# STATED PROBLEM
Format the records from the line containing "Annotate the image above for the object class bridge arch." through the line containing "[452,427,500,450]" as a Markdown table with two columns, Row and Line. Number each line in Row, put its text in Line, and leave out any blank lines.

───── DATASET

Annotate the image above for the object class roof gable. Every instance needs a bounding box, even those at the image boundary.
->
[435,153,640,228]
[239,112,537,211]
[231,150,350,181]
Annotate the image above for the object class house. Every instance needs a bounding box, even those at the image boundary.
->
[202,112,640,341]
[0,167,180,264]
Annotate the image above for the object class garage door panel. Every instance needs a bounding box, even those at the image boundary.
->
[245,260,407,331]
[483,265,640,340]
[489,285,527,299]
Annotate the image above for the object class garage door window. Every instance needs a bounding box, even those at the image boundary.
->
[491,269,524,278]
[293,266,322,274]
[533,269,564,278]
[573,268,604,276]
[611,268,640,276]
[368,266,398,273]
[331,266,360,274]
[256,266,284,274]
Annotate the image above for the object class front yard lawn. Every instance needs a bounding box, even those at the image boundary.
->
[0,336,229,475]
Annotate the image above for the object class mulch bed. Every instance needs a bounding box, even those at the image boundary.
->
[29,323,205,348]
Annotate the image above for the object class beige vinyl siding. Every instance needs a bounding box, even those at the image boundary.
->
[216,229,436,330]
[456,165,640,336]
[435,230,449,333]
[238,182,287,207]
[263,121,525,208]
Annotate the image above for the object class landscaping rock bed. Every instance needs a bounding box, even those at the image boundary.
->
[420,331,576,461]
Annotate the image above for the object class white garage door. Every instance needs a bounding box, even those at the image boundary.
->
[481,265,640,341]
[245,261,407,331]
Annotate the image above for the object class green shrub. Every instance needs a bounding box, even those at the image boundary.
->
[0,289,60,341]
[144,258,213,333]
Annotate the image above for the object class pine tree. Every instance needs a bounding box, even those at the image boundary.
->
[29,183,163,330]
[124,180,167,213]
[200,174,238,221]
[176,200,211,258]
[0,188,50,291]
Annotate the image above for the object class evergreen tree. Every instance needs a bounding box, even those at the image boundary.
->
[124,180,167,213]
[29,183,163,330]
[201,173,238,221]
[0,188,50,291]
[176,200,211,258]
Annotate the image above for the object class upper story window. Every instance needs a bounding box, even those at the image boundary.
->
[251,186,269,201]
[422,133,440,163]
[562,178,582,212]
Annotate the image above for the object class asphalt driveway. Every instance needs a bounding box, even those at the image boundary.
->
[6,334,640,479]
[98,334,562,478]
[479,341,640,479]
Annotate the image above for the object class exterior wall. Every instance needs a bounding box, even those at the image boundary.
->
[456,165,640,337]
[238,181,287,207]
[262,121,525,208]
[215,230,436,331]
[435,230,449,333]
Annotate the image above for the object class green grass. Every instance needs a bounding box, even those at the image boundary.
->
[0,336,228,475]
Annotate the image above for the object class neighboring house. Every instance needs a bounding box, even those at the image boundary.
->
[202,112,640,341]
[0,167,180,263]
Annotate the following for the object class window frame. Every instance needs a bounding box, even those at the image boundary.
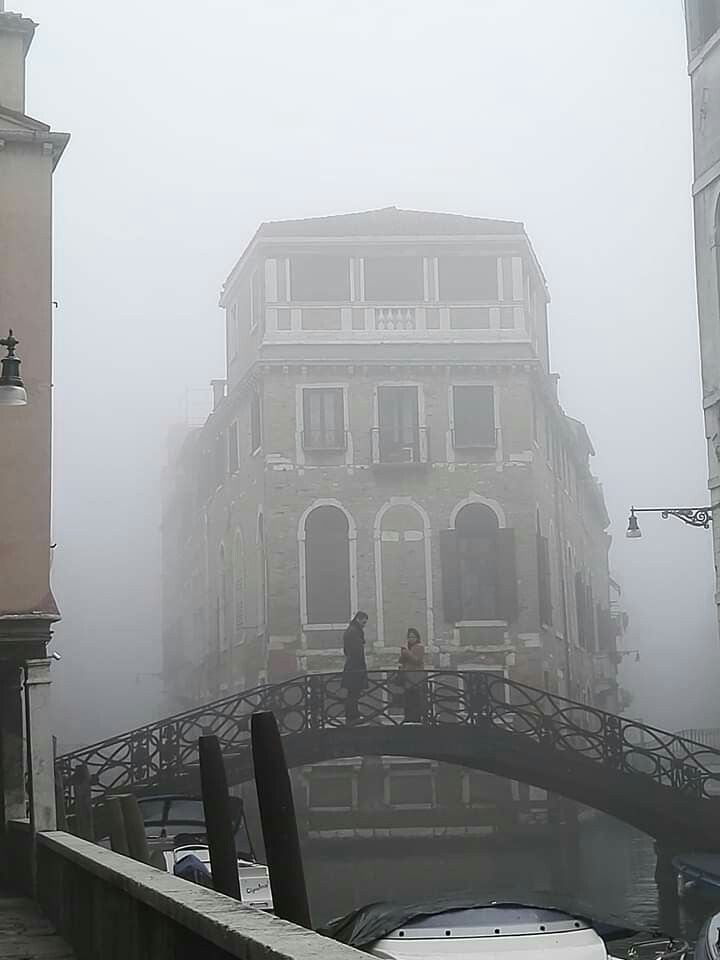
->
[249,262,266,333]
[448,380,500,450]
[436,251,500,306]
[250,388,263,457]
[370,380,431,466]
[227,418,240,477]
[297,498,358,632]
[298,383,349,453]
[362,252,426,307]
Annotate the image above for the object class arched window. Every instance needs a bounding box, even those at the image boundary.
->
[375,500,432,646]
[455,503,499,620]
[305,505,352,624]
[440,503,518,623]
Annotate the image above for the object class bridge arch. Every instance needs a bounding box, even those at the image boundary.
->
[58,670,720,851]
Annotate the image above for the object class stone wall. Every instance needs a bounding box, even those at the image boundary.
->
[36,832,361,960]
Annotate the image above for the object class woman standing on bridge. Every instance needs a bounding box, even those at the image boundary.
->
[400,627,425,723]
[340,610,368,723]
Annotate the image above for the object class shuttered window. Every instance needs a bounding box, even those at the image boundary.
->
[453,384,495,447]
[303,387,345,450]
[537,533,552,626]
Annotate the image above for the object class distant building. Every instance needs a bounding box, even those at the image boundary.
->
[0,0,69,856]
[163,208,617,709]
[163,208,621,834]
[685,0,720,632]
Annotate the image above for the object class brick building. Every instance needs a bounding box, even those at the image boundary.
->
[163,208,618,829]
[163,207,617,709]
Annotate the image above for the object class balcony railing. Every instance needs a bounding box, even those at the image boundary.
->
[300,429,347,452]
[266,300,530,340]
[370,426,428,465]
[452,427,500,450]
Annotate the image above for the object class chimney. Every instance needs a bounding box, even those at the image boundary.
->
[210,380,227,410]
[0,9,37,113]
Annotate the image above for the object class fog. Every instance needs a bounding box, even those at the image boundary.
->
[15,0,720,747]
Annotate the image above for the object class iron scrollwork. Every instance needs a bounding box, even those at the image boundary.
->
[660,507,711,530]
[57,670,720,808]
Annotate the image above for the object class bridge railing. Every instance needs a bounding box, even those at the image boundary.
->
[58,670,720,806]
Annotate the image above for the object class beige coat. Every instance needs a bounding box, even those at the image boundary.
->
[400,643,425,683]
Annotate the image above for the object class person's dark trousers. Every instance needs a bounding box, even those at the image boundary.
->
[345,690,360,723]
[405,683,425,723]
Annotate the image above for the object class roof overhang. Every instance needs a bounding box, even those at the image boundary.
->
[0,129,70,170]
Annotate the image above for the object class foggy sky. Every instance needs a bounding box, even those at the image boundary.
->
[16,0,720,745]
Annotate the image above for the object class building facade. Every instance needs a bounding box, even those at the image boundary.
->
[685,0,720,636]
[163,208,617,710]
[0,2,69,856]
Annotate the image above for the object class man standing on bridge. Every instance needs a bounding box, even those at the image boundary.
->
[340,610,368,723]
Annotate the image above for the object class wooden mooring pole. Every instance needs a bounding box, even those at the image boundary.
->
[250,713,312,929]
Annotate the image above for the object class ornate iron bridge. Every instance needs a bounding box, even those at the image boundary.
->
[57,670,720,832]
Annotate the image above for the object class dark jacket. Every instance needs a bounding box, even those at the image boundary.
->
[341,620,367,693]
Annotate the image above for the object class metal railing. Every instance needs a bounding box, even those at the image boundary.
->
[57,670,720,805]
[370,427,429,465]
[300,429,347,453]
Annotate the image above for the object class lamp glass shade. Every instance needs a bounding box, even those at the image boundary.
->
[625,513,642,540]
[0,383,27,407]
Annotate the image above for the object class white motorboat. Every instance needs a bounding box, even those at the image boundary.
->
[322,899,692,960]
[150,843,273,910]
[138,794,273,910]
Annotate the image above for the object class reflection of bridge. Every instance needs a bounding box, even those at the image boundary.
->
[58,671,720,850]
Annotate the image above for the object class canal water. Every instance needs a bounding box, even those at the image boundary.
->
[304,815,720,940]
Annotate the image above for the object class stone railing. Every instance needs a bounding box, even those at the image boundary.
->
[7,824,363,960]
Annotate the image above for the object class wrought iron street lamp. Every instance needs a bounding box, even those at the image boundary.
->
[0,330,27,407]
[625,507,712,540]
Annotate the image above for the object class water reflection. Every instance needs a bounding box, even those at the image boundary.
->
[305,815,720,939]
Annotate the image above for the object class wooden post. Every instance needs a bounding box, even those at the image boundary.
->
[655,842,680,936]
[251,713,312,929]
[198,736,240,900]
[119,794,150,863]
[73,763,95,840]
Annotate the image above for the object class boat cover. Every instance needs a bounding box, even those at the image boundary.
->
[318,892,658,948]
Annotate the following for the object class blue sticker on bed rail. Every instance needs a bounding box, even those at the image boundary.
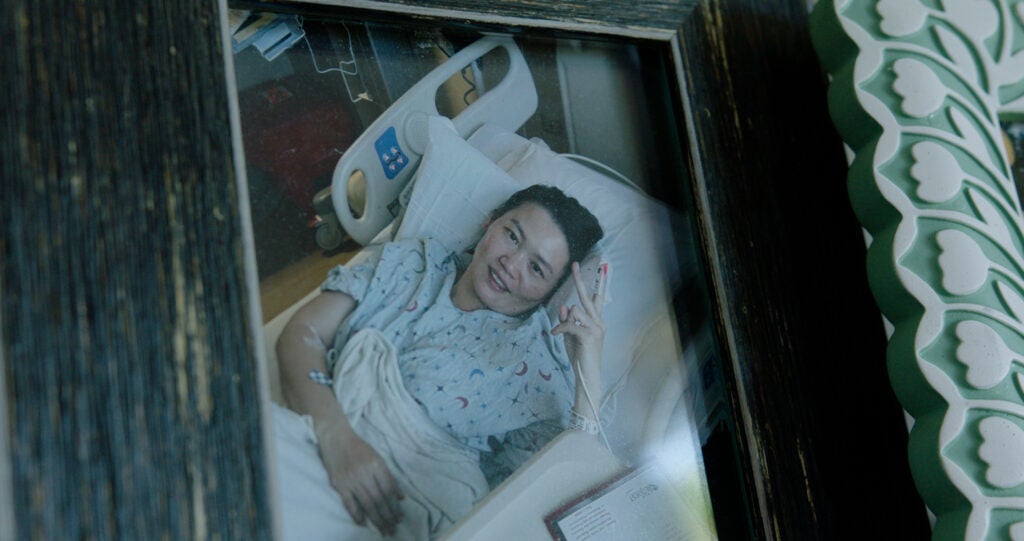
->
[374,127,409,180]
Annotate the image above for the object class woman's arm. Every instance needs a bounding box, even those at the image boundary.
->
[276,291,403,535]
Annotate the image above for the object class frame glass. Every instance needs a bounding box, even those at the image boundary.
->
[228,2,737,540]
[0,0,928,539]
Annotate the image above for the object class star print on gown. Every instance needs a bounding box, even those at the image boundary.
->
[324,240,574,459]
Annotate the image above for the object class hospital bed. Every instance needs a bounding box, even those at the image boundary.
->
[264,37,714,540]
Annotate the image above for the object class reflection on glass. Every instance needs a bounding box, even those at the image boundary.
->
[230,8,745,540]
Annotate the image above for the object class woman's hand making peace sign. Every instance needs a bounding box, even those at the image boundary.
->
[551,262,608,421]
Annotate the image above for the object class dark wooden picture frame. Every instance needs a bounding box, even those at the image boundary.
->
[0,0,929,539]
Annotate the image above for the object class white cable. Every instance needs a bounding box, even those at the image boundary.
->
[575,361,614,454]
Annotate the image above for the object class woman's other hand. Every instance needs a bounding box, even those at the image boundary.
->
[314,419,404,536]
[552,262,607,413]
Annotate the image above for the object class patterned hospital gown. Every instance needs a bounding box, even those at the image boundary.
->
[322,240,574,486]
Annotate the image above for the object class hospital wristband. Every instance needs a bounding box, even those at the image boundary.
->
[568,410,600,434]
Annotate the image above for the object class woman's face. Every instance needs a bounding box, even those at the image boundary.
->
[453,203,569,316]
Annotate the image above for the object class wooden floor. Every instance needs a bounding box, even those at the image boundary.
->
[259,247,355,324]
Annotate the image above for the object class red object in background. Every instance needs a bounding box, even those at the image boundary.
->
[239,81,357,218]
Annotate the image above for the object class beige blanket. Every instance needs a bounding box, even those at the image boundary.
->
[272,329,487,541]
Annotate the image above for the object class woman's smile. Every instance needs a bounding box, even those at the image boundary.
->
[452,203,569,316]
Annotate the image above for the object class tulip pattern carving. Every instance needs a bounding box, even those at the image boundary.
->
[811,0,1024,541]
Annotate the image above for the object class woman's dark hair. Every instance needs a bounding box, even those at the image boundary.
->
[490,184,604,276]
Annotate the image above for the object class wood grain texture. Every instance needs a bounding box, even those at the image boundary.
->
[682,0,930,539]
[0,0,269,540]
[0,0,928,540]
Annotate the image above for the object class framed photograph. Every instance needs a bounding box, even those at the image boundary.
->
[812,0,1024,539]
[0,0,931,539]
[228,2,729,539]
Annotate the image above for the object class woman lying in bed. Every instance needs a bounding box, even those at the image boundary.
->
[274,185,605,540]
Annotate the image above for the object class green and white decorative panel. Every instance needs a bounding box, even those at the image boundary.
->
[811,0,1024,541]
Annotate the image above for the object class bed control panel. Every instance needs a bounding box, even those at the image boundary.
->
[374,126,409,180]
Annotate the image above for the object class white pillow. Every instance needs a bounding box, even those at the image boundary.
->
[396,117,679,397]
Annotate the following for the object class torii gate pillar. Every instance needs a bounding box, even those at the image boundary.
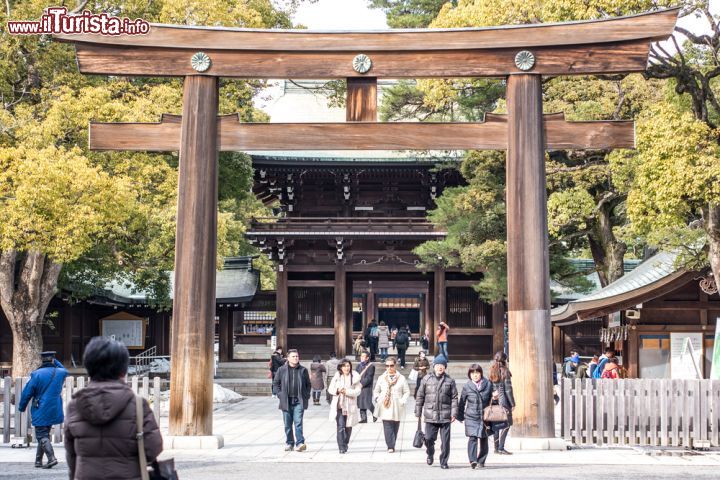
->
[506,74,555,440]
[169,76,218,440]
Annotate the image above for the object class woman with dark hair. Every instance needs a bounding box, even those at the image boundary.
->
[328,358,362,453]
[65,337,162,480]
[488,352,515,455]
[458,363,492,469]
[310,355,327,405]
[269,347,286,398]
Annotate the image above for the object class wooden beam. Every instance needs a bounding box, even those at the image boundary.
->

──────────

# PROBLEM SOLUTION
| Row | Line |
|---|---|
| 1 | Annotate the image above for the object class bridge arch. Every instance needs a bounding box, even those at the image boundary. |
| 2 | -> |
| 3 | [58,670,720,851] |
| 4 | Annotate the image above for the object class stone wall. Every instance needs a bounding box, even those at the image boundary. |
| 5 | -> |
| 6 | [36,832,361,960] |
| 7 | Annotate the image above for the object class woman standing on bridge. Every instance needs a bounding box, even those at the image boundary. |
| 8 | -> |
| 9 | [400,627,425,723] |
| 10 | [340,610,368,723] |
| 11 | Annotate the image above for the object class shuttered window. Every instance needs a bounding box, even those at the image boundary. |
| 12 | -> |
| 13 | [453,384,495,447] |
| 14 | [303,387,345,450] |
| 15 | [537,533,552,626] |
| 16 | Annotate the image above for the object class distant building. Every instance needs a bounding box, even those at the image boundary. |
| 17 | -> |
| 18 | [0,0,69,856] |
| 19 | [163,208,617,709] |
| 20 | [163,208,621,834] |
| 21 | [685,0,720,632] |
| 22 | Annotate the image above for the object class brick building. Every instance needs a bounding box, even those at the image boundary. |
| 23 | -> |
| 24 | [163,208,618,829] |
| 25 | [163,207,617,709] |
| 26 | Annotate the image above for the object class balcony railing. Every instance needs a bounding box, even those at the image boundary. |
| 27 | -> |
| 28 | [300,429,347,452] |
| 29 | [266,300,530,340] |
| 30 | [370,426,428,465] |
| 31 | [452,427,500,450] |